- _DO THIS_
Collect all lines of the material below that contain the word "every", and copy each one. Case counts.

┏━━

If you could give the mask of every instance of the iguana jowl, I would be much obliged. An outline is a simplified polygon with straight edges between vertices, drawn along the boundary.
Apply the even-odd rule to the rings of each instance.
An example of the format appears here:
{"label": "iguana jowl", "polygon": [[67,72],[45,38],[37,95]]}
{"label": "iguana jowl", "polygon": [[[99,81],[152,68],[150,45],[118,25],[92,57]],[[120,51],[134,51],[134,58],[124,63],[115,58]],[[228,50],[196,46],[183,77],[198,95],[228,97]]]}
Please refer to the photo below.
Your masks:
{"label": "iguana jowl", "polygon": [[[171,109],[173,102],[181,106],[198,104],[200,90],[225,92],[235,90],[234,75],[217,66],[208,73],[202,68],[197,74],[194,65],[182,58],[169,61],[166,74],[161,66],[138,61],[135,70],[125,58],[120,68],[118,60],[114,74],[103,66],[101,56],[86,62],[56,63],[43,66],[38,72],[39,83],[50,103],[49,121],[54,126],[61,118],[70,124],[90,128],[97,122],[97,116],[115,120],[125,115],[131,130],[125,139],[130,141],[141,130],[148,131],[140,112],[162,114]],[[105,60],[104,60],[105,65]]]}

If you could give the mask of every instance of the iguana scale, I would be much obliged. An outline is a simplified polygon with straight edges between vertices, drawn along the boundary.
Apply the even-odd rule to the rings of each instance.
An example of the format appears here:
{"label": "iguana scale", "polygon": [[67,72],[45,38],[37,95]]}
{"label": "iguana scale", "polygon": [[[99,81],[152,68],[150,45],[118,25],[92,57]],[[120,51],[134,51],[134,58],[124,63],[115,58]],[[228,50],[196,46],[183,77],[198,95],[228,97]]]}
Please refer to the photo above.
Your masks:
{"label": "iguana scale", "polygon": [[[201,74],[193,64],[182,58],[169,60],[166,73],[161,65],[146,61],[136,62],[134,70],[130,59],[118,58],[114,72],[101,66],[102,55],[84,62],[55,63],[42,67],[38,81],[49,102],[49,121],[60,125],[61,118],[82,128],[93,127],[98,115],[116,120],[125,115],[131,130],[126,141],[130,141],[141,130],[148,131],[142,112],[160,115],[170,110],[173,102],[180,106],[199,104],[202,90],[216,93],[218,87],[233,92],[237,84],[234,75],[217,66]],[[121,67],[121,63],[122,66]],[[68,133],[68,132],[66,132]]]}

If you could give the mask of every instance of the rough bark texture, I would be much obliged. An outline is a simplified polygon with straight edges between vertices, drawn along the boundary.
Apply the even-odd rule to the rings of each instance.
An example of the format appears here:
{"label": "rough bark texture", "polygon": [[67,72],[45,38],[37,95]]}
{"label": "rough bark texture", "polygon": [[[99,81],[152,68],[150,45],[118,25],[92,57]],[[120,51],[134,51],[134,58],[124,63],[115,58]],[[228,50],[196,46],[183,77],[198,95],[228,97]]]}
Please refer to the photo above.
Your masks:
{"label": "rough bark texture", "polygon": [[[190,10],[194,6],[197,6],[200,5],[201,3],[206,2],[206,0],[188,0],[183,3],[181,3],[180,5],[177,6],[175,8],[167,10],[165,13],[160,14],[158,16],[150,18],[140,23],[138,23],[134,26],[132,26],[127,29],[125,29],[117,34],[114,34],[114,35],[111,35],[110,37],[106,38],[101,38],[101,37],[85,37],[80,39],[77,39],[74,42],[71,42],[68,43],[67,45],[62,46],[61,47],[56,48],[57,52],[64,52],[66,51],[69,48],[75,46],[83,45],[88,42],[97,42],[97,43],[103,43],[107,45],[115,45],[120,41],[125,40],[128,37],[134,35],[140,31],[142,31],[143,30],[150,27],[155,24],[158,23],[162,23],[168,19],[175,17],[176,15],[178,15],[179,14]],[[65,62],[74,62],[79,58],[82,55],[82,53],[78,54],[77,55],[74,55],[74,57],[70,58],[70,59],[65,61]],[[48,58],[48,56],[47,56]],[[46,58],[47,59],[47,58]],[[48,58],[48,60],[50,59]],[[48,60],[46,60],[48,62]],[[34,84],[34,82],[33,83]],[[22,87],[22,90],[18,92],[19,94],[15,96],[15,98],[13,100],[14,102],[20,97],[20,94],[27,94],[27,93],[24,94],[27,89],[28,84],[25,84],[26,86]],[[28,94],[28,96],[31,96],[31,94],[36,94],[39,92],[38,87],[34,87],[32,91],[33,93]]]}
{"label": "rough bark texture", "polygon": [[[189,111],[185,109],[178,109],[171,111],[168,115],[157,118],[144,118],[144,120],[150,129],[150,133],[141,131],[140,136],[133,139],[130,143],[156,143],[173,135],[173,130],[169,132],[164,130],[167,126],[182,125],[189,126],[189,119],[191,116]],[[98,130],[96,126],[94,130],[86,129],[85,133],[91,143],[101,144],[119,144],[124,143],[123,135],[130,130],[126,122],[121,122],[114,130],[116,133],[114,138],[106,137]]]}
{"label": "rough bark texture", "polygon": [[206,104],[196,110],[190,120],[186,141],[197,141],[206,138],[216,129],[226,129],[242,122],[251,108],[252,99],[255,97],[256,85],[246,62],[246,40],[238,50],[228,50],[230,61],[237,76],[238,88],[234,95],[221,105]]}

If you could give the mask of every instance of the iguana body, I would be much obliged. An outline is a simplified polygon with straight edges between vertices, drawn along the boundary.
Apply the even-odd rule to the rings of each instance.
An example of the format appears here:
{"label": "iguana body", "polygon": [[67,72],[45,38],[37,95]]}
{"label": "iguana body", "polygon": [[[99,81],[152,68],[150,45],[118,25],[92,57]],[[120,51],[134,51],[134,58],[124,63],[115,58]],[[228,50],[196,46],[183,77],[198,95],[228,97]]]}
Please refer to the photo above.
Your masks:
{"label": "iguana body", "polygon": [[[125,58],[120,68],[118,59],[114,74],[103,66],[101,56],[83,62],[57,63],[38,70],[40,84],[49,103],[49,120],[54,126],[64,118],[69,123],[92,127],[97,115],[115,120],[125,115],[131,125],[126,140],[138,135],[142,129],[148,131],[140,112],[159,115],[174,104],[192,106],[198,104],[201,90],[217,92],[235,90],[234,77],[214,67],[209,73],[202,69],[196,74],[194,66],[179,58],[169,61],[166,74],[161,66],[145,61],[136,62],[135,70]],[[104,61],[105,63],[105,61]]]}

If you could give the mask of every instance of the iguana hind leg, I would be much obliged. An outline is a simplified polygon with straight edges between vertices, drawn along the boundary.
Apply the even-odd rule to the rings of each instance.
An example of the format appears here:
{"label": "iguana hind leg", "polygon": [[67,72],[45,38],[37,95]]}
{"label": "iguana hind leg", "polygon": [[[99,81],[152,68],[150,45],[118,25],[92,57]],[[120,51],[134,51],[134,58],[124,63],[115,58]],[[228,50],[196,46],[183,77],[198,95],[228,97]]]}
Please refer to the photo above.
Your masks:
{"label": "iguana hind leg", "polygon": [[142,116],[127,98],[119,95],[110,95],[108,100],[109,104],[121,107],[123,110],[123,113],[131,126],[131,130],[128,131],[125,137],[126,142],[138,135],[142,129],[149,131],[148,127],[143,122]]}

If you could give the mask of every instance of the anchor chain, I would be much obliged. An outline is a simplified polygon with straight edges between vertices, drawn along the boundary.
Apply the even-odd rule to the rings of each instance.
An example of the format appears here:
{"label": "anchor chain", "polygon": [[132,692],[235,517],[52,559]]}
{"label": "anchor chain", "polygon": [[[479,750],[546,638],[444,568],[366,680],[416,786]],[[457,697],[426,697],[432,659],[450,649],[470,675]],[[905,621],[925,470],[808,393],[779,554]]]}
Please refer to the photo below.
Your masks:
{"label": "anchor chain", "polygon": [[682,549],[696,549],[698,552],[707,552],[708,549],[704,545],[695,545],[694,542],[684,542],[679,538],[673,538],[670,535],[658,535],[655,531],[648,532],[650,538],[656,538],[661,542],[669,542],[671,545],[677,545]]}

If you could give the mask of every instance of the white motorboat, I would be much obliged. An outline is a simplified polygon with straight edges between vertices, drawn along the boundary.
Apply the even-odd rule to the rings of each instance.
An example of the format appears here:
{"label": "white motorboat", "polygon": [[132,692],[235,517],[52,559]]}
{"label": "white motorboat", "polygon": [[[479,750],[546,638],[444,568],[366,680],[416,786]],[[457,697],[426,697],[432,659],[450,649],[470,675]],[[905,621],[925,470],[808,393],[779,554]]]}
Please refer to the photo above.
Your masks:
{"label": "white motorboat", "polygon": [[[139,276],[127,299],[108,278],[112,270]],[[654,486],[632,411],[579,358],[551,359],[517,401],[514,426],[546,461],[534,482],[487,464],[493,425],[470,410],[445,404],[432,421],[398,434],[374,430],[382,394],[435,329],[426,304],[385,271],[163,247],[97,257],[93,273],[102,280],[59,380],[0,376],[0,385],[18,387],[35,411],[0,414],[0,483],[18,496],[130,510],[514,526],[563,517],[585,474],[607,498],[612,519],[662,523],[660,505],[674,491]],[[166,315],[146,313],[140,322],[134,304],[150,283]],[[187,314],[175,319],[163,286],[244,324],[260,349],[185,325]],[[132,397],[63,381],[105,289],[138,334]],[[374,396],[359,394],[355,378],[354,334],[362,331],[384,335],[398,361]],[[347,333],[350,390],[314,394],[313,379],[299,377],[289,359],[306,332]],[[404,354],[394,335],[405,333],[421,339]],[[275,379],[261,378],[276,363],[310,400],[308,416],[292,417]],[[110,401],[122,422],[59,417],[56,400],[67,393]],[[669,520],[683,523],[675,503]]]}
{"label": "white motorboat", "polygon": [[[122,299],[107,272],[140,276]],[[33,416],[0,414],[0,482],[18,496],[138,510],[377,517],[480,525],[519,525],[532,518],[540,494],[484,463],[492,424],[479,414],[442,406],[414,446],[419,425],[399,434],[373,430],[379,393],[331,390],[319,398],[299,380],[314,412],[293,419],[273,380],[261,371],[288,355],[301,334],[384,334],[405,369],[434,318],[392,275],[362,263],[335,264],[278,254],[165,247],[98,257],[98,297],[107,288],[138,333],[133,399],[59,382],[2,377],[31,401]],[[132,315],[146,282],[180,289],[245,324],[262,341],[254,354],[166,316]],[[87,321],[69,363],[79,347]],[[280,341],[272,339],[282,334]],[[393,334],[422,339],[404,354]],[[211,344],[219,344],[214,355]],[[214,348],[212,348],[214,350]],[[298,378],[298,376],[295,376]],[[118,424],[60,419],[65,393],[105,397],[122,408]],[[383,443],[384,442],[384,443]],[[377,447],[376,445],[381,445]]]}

┗━━

- _ANSWER TO THE PROBLEM_
If you could give the mask of every instance of the iguana jowl, I would be much obliged. An outline is a simplified polygon with straight edges between vertices, drawn along the boundary.
If you could give the mask of every instance of the iguana scale, I would be much obliged. An outline is a simplified polygon with straight edges between vertices, drawn along the boundary.
If you could give the mask of every instance of the rough bark texture, I would be much obliged. An outline is a simplified polygon with straight edges between vertices, drawn along the boundary.
If you could give the mask of every instance of the iguana body, I would be much obliged. An outline is a simplified polygon with straight edges between vertices, drawn along the boundary.
If you could give the mask of every instance of the iguana hind leg, I would be much obliged. An outline is a simplified polygon with straight edges between vertices, drawn along the boundary.
If you could give the mask of every instance of the anchor chain, I would be much obliged. An outline is a simplified polygon with straight edges between vertices, drawn along the boundary.
If you could give the mask of every instance of the white motorboat, I would be much obliged. An outline is a simplified polygon with straight edges between vertices, drawn along the boundary.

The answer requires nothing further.